(What you should do): Report every line of the items below that holds the string "green", taking case into account.

++++ Task inputs ++++

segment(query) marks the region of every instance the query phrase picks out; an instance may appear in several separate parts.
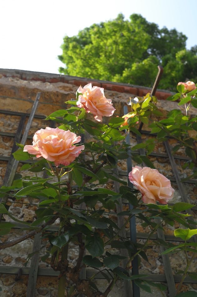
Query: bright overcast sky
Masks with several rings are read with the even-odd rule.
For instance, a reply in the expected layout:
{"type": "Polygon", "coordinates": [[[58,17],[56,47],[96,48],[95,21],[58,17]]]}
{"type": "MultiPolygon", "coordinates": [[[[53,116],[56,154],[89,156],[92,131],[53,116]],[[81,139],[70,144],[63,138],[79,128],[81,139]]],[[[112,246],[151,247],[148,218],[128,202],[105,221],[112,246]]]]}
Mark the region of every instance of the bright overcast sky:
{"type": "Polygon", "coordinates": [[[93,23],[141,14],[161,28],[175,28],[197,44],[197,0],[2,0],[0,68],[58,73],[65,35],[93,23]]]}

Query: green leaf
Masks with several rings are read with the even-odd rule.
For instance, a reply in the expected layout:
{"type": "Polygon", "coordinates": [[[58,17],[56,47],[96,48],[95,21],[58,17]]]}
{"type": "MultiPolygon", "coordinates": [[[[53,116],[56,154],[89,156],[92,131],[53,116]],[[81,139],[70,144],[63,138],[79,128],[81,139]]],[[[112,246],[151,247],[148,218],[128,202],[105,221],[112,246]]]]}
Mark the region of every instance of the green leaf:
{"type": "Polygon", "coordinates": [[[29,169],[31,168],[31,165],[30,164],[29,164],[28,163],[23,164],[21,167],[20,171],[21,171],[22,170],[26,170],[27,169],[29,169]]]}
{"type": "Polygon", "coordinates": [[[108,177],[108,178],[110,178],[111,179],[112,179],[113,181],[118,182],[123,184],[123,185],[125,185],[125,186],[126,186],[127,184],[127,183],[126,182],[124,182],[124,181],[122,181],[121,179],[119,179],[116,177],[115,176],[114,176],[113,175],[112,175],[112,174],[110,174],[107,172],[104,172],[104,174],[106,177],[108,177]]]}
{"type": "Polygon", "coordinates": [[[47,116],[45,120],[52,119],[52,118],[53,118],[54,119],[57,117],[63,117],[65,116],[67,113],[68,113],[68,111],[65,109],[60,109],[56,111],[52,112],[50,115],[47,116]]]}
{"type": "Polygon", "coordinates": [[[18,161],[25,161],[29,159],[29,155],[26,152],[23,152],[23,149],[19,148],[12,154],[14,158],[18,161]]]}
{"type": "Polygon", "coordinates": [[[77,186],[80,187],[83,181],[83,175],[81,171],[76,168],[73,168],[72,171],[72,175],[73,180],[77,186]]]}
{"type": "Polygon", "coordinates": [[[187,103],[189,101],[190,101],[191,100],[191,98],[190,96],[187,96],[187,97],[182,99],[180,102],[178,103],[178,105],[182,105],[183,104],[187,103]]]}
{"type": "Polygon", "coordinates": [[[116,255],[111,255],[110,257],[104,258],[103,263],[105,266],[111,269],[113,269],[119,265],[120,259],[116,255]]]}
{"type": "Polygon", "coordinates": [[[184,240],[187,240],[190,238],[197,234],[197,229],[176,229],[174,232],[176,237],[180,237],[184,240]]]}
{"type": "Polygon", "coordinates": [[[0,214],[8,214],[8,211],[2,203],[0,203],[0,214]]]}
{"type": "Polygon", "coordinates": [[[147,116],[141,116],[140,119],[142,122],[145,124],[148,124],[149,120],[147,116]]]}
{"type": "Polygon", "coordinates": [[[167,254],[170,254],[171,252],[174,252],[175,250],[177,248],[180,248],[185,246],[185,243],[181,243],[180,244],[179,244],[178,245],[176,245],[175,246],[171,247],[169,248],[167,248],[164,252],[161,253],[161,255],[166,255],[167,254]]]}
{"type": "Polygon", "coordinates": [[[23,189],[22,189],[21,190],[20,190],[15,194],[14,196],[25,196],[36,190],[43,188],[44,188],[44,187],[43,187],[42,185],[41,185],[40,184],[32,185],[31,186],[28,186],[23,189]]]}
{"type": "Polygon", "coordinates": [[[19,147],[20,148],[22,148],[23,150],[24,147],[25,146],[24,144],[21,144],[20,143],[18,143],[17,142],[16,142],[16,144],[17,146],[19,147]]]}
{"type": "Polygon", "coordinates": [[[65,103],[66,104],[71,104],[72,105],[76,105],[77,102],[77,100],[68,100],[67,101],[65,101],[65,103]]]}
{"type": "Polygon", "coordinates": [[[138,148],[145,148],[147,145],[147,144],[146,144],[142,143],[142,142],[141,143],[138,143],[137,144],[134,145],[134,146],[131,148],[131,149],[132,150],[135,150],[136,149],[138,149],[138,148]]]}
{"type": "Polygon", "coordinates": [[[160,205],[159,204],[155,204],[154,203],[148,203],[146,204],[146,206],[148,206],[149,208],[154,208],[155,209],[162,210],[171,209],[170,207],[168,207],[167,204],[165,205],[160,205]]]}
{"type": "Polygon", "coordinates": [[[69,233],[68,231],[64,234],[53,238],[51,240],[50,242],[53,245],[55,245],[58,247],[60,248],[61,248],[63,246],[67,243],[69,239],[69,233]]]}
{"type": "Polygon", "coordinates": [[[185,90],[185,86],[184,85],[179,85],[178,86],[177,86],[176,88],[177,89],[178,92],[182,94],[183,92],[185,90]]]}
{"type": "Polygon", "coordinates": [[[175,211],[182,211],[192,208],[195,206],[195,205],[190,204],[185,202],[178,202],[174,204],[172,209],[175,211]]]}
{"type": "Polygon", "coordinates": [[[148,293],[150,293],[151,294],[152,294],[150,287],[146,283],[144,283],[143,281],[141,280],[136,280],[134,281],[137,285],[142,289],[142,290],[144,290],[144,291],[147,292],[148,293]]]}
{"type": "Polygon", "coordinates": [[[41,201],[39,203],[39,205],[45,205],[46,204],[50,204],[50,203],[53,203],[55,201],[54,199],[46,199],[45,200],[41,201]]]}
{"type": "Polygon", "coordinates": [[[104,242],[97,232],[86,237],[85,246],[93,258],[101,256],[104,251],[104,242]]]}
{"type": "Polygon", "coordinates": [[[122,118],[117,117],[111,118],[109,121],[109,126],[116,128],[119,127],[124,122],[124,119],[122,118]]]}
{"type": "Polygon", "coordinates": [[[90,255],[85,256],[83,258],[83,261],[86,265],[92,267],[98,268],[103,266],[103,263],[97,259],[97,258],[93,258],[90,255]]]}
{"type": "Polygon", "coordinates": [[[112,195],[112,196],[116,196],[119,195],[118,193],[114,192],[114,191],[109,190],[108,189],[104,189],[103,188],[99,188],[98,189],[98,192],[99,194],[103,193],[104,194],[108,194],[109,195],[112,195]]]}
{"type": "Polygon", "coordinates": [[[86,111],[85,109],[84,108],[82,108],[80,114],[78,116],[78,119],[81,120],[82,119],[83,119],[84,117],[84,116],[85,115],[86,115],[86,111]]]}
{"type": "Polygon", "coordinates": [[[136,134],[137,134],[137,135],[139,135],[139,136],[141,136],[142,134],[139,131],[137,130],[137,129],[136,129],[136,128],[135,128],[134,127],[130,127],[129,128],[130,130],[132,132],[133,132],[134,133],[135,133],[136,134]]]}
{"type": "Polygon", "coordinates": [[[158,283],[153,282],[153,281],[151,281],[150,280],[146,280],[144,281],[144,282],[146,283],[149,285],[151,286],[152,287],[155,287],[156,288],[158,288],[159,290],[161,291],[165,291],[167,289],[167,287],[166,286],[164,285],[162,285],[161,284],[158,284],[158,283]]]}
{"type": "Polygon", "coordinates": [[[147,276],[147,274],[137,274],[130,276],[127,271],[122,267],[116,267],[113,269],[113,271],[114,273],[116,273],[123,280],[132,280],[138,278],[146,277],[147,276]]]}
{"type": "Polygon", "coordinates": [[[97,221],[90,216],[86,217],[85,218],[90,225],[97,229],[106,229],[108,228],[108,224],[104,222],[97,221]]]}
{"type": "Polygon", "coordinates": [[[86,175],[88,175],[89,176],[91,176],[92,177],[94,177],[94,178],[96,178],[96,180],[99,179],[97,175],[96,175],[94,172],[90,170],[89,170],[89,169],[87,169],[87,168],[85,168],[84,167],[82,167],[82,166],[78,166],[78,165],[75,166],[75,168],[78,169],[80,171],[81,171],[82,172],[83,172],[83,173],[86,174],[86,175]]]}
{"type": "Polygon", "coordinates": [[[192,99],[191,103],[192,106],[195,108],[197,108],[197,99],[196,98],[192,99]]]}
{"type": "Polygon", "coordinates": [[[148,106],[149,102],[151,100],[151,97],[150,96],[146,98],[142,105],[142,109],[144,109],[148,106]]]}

++++
++++ Task inputs ++++

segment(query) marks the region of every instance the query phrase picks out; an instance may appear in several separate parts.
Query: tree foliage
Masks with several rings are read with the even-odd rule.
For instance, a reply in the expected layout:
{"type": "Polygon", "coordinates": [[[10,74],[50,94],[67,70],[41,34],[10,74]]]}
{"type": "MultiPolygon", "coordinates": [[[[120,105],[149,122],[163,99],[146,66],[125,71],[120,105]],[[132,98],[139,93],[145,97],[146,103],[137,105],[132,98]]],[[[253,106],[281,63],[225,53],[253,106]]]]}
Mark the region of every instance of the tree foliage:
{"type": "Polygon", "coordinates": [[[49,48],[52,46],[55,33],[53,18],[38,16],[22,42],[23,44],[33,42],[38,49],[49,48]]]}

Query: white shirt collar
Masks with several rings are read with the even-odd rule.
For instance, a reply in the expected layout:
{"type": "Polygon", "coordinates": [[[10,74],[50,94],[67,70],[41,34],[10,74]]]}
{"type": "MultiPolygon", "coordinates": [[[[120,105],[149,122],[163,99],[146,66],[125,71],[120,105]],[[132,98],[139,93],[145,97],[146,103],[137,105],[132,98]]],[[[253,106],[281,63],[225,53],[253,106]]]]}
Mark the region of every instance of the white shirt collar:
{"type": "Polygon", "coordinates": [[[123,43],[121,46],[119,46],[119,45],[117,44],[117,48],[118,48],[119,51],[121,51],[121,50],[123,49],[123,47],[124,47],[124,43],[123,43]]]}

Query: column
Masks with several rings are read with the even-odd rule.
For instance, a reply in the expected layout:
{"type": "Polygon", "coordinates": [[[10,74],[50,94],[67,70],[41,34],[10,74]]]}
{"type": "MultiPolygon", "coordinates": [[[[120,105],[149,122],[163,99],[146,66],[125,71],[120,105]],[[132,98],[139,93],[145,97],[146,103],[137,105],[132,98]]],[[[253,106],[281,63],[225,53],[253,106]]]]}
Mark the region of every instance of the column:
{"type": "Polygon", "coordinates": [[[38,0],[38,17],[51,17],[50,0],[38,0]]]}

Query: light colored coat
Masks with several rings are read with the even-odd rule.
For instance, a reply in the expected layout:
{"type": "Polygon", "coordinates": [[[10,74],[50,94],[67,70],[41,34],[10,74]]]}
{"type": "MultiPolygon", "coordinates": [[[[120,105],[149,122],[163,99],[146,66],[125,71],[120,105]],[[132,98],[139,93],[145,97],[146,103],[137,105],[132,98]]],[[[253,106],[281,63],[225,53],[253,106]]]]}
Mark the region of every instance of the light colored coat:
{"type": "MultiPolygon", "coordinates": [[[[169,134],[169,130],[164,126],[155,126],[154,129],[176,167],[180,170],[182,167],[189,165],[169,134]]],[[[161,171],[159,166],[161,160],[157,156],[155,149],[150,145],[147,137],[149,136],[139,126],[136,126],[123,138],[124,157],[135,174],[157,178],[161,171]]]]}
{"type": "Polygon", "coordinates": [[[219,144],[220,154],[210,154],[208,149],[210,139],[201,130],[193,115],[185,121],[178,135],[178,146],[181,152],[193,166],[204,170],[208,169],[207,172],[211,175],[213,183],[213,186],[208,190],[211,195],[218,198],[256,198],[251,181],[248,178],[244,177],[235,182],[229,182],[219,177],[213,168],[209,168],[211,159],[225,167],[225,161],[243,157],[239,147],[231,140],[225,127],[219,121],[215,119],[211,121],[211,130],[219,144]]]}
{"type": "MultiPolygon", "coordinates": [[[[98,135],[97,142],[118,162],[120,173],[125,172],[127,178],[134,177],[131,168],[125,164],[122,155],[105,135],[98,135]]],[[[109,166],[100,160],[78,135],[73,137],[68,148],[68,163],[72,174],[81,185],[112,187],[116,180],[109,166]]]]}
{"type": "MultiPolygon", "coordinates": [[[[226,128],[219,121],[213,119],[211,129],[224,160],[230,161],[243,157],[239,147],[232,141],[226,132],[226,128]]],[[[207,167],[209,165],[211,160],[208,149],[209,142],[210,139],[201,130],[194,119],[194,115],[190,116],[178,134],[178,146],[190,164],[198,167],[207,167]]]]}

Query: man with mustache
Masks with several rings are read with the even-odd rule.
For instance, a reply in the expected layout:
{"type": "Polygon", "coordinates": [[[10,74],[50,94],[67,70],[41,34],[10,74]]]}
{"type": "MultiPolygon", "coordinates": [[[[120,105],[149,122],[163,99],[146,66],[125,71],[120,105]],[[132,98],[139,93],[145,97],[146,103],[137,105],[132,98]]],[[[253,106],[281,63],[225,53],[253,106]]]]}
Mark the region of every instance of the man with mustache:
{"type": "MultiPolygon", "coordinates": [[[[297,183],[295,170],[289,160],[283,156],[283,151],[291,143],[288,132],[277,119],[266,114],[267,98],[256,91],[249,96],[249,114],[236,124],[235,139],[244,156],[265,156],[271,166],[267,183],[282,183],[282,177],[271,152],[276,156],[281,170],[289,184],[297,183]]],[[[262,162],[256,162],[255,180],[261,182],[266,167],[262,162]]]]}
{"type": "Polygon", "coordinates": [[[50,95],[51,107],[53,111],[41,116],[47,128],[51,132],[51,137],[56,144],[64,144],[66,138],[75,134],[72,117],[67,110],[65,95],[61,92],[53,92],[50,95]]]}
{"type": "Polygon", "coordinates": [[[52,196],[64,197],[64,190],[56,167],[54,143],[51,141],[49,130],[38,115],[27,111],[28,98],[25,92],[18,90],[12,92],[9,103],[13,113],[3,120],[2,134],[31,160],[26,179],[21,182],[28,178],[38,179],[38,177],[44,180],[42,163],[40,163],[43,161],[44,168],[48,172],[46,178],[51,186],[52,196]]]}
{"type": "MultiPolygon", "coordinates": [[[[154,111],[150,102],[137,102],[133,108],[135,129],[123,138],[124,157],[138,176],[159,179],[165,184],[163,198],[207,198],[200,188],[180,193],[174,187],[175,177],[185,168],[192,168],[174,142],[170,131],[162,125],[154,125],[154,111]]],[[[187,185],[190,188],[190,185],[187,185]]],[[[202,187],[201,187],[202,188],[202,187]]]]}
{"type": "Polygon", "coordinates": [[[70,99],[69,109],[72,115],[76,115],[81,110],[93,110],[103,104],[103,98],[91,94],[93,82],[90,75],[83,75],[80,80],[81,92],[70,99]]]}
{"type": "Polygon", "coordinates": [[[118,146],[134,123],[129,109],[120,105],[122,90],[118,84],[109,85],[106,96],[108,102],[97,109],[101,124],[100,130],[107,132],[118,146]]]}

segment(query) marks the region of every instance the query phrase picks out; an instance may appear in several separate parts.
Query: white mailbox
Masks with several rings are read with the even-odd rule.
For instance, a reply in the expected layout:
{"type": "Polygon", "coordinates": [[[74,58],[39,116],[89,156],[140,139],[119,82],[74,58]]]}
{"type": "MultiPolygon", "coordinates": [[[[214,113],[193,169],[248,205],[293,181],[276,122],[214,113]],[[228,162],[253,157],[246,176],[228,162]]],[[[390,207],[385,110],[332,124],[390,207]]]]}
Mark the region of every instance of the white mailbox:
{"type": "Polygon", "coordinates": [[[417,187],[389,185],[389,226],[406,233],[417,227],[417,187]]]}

++++

(Completed exercise):
Query: green leaf
Mark the region of every instance of the green leaf:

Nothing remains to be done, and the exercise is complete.